Friday, August 13, 2004
Justices Void Same-Sex Marriages, Say Mayor Exceeded Authority
By KENNETH OFGANG, Staff Writer/Appellate Courts
The California Supreme Court yesterday voided the nearly 4,000 same-sex marriages sanctioned in San Francisco this year and ruled unanimously that the mayor overstepped his authority by issuing licenses to gay and lesbian couples.
The court said the city illegally issued the certificates and performed the ceremonies, since state law defines marriage as a union between a man and woman.
“[A]lthough the present proceeding may be viewed by some as presenting primarily a question of the substantive legal rights of same-sex couples, in actuality the legal issue before us implicates the interest of all individuals in ensuring that public officials execute their official duties in a manner that respects the limits of the authority granted to them as officeholders,” Chief Justice Ronald M. George wrote for the court.
Allowing local officials to ignore laws they believe to be unconstitutional, in the absence of a judicial determination, would cause “confusion and chaos” and would thwart “the uniform statewide treatment that state statutes generally are intended to provide,” George wrote.
The chief justice noted that many laws are controversial and raise constitutional questions. Local officials left to their own devices might, for example, conclude that gun control laws violate the Second Amendment or that land use restrictions violate the Takings Clause of the Fifth Amendment.
“Indeed, another example might illustrate the point even more clearly: the same legal issue would arise if the statute at the center of the controversy were the recently enacted provision (operative January1, 2005) that imposes a ministerial duty upon local officials to accord the same rights and benefits to registered domestic partners as are granted to spouses...and a local officia—perhaps an officeholder in a locale where domestic partnership rights are unpopular—adopted a policy of refusing to recognize or accord to registered domestic partners the equal treatment mandated by statute, based solely upon the official’s view (unsupported by any judicial determination) that the statutory provisions granting such rights to registered domestic partners are unconstitutional because they improperly amend or repeal the provisions of the voter-enacted initiative measure commonly known as Proposition 22....”
San Francisco Mayor Gavin Newsom’s actions, George said, were “fundamentally inconsistent with our political system’s commitment to John Adams’ vision of a government where official action is determined not by the opinion of an individual officeholder—but by the rule of law.”
Newsom was defiant at a news conference, where he appeared with city officials, many of them gay and lesbian, the Associated Press reported. Newsom said his “heart was heavy” over the voided marriages but vowed to carry on the city’s constitutional challenge.
“There is nothing that any court decision or politician can do that will take that [wedding] moment away,” he said. “I’m proud of those 4,000 couples.”
Backers of same-sex marriage had said prior to yesterday that they expected the court to rule that the Newsom administration had acted illegally, but that they hoped to avoid a ruling that would nullify the marriages while the constitutionality of the state’s ban on same-sex marriage is litigated in the lower courts.
George emphasized that the court was not prejudging that issue. But the court voted 5-2 to void the marriages, with Justices Joyce L. Kennard and Kathryn M. Werdegar dissenting.
==================================================
**Tasks to complete:**
- a) Copy the passage of the same-sex marriage article from "Friday, August 13, 2004" to "and lesbian couples." word for word.
- b) Answer these questions from the same-sex marriage article, one a line:
(i) About how many same-sex marriages did the court void?
(ii) Which justice wrote for the court?
(iii) Which two justices dissented on voiding the marriages?

**Given information:**
==================================================
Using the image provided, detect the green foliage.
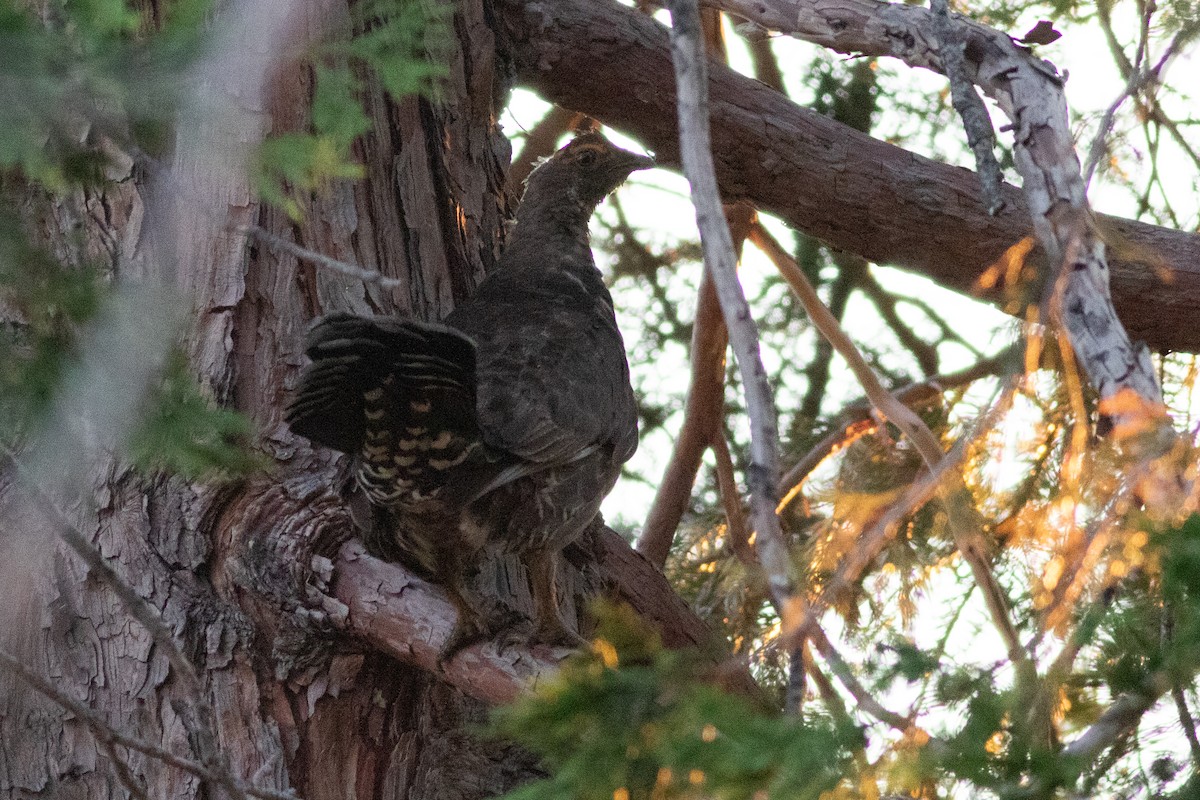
==================================================
**In response:**
- a)
Friday, August 13, 2004
Justices Void Same-Sex Marriages, Say Mayor Exceeded Authority
By KENNETH OFGANG, Staff Writer/Appellate Courts
The California Supreme Court yesterday voided the nearly 4,000 same-sex marriages sanctioned in San Francisco this year and ruled unanimously that the mayor overstepped his authority by issuing licenses to gay and lesbian couples.

- b)
(i) Nearly 4,000
(ii) Chief Justice Ronald M. George
(iii) Joyce L. Kennard and Kathryn M. Werdegar